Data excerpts
╔══
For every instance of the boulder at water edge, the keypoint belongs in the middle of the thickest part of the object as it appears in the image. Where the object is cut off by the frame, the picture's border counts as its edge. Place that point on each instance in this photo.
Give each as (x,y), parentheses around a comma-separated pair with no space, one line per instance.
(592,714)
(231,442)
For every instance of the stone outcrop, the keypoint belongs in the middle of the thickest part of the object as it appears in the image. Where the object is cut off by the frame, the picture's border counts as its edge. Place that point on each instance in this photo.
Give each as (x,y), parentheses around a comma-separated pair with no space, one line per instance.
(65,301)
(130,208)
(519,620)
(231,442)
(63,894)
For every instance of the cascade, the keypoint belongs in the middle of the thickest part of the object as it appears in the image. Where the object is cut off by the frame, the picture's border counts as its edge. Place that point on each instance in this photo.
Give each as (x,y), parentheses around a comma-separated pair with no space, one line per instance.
╚══
_Instructions for the task_.
With no line skipped, copy the entries exactly as written.

_Output_.
For every instance of the boulder at water edge, the keypoint belongs in the middle of the thickest part of the object as it appears in the image. Where the object is cut off by the frame, the picture's border counts as its edge. Place that point on each instance in this photo.
Give each as (x,y), parentheses around a comma-separated pair with no space, one line per instance.
(592,714)
(231,442)
For every instance of the stone outcrop, the keypoint belongs in the middle of the thickest part of the object as it appears in the image. Where the object is cut off by the frame, the picture's border counts as its edge. Place that point on each instance in this photo.
Give each as (x,y), parentheses around a comma-separated pair with no space, one line per instance.
(65,301)
(130,208)
(519,620)
(231,442)
(63,894)
For every instance of the cascade, the keypoint belongs in the middle of the thickest part of the object as it appears in the image. Where the object is cut off by the frame, the picture's border counts as its edge. Place that point on each instance in this photo.
Give each as (x,y), parentheses around a comma-separated pair with no space, one line per instance.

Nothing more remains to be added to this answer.